▶ [QUOTED TEXT]
################
Simultaneously, more and more researchers have proposed methods to solve BGP security problems from the perspective of identifying trusted ASes. It is a feasible method besides security extension and anomaly detection. One study [10] shows that the reputation mechanism has an incentive effect, effectively reducing the propagation speed of false information and inhibiting deceptive behavior. The inter-domain routing system has the conditions to establish a reputation mechanism. Yu et al. [11] proposed a distributed reputation protocol for cooperation between ASes. The key idea is to simulate the trust relationship in the real world, where an AS can selectively receive information collected from neighbors. Konte et al. [12] proposed the AS reputation system, ASwatch, which can identify a malicious AS by monitoring the credibility of its behavior. Experimental results show that ASwatch can detect 93% of malicious ASes, and the false alarm rate is only 5%. Siganos [13] proposed a neighbor watch method, where ASes form a trusted group and monitor abnormal ASes by exchanging information and querying abnormal results. Literature [14] proposed the AS-TRUST mechanism. This analyzes the collected update messages and forms different types of feedback, and then uses the Bayes algorithm to calculate the reputation of a global AS.

Inter-domain trust technology is a lightweight solution with good implementation capability. At the same time, it can incentivize legitimate ASes to punish malicious ASes and improve overall inter-domain security. In recent years, it has received increasing attention from researchers

3. The BGP Neighbor Trust Mechanism Based on the Bargaining Game

3.1. Related Definitions

To facilitate the introduction of our mechanism, this section provides the relevant concepts and definitions.

Definition 1.
################
[Collection entries]
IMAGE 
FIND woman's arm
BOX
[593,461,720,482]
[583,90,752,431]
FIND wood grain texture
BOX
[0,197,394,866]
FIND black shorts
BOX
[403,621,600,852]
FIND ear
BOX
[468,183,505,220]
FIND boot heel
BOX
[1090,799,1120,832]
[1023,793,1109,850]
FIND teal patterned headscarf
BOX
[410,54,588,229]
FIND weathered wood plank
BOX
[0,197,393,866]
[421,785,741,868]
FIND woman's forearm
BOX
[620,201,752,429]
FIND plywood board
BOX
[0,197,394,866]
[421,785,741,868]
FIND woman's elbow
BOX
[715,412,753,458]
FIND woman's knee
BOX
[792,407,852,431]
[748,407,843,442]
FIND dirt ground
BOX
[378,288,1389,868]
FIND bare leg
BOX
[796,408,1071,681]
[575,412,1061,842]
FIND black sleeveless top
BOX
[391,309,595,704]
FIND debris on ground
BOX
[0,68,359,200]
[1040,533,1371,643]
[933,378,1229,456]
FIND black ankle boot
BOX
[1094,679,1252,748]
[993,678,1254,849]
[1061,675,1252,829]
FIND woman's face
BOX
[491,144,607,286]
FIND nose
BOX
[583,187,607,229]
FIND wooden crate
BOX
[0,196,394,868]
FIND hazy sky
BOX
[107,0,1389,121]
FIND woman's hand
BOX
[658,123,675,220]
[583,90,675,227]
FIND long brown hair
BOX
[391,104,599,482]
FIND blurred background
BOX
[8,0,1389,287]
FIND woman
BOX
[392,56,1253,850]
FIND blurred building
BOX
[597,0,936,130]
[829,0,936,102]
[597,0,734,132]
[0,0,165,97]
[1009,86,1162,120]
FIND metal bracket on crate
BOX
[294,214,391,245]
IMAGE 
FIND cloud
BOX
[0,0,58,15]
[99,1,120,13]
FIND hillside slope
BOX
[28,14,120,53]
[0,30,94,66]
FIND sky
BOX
################
▶ [WRITTEN EXERCISE A]
Swap "lightweight" for "low-cost" in the stretch of the BGP passage from "Inter-domain trust technology" through "Definition 1.", and give that stretch again.
▶ [WRITTEN EXERCISE B]
According to the BGP passage, what share of malicious ASes can ASwatch detect?
▶ [WRITTEN EXERCISE C]
Extend the BGP passage by writing what follows "Definition 1."

▶ [WRITTEN ANSWER A]
Inter-domain trust technology is a low-cost solution with good implementation capability. At the same time, it can incentivize legitimate ASes to punish malicious ASes and improve overall inter-domain security. In recent years, it has received increasing attention from researchers

3. The BGP Neighbor Trust Mechanism Based on the Bargaining Game

3.1. Related Definitions

To facilitate the introduction of our mechanism, this section provides the relevant concepts and definitions.

Definition 1.

▶ [WRITTEN ANSWER B]
93% of malicious ASes.

▶ [WRITTEN ANSWER C]
The service quality attribute vector is the attribute index used to describe the Quality of Service (QoS) and price. It comprises bandwidth, packet loss rate, jitter, delay, and price. We mark it as $X=\{x_1$, $x_2$, $x_3$, $x_4$, $x_5$} ={bandwidth, packet loss rate, jitter, delay, price}. For attributes such as bandwidth, the larger they are, the better the QoS. We call them benefit attributes $x_i$. For attributes such as packet loss rate, jitter, and delay, the smaller they are, the better the QoS. We call them cost attributes $x_j$. To facilitate implementation, we classify the “price” attribute as the cost attribute.

Definition 2.

The BGP trusted neighbor refers to neighbor routers that provide QoS, which is within the acceptable range.

3.2. Bargaining Game Model

This section draws on the bargaining game model. The bargaining model is made of seven tuples of the form <seller, buyer, X^acc, X^pro, U_n, δ_n, T_n>. Here, $seller$ represents the owner of the resource; $buyer$ represents the requester of good QoS; $X^{acc}$ represents the range of acceptable service quality attribute vector for the $buyer$; $X^{pro}$ represents the range of service quality attribute vector that the $seller$ can provide;$U_n$ represents $buyer$’s or $seller$’s payoffs; ${\delta }_n$ represents $buyer$ or $seller$’s negotiation ability; and $T_n$ represents $buyer$’s or $seller$’s number of quotations. A bargaining game consists of three steps—setup system parameter, quote, and dicker judgment—as follows:

• Setup System Parameter. $buyer$ sets the service quality attribute vector range $X^{acc}$. $seller$ sets the service quality attribute vector range $X^{pro}$. $X^{acc}$ and $X^{pro}$ are private information and will not be disclosed to the public.
• Quote. Within the number of quotations $T_n$, given $X^{acc}/X^{pro}$, ${\delta }_n$ and the current quotation number $t_n\left(t_n\le T_n\right)$, $buyer$/$seller$ generates the $t_n$th service quality attribute quotation vector $X^{\left(t_n\right)}$, $n\in \left\{seller, buyer\right\}$.
• Dicker Judgment. Within the number of quotations $T_n$, given the service quality attribute quotation vector $X^{\left(t_n\right)}$, $buyer$/$seller$ calculates the payoff $U_n$. When $U_n$ is greater than or equal to the expected payoff, it outputs “True”. The negotiation is successful and the game ends. When $U_n$ is less than the expected payoff, it outputs “False”. The negotiation continues.
• If the $buyer$ and $seller$ fail to reach an agreement within the deadline, the negotiation ends.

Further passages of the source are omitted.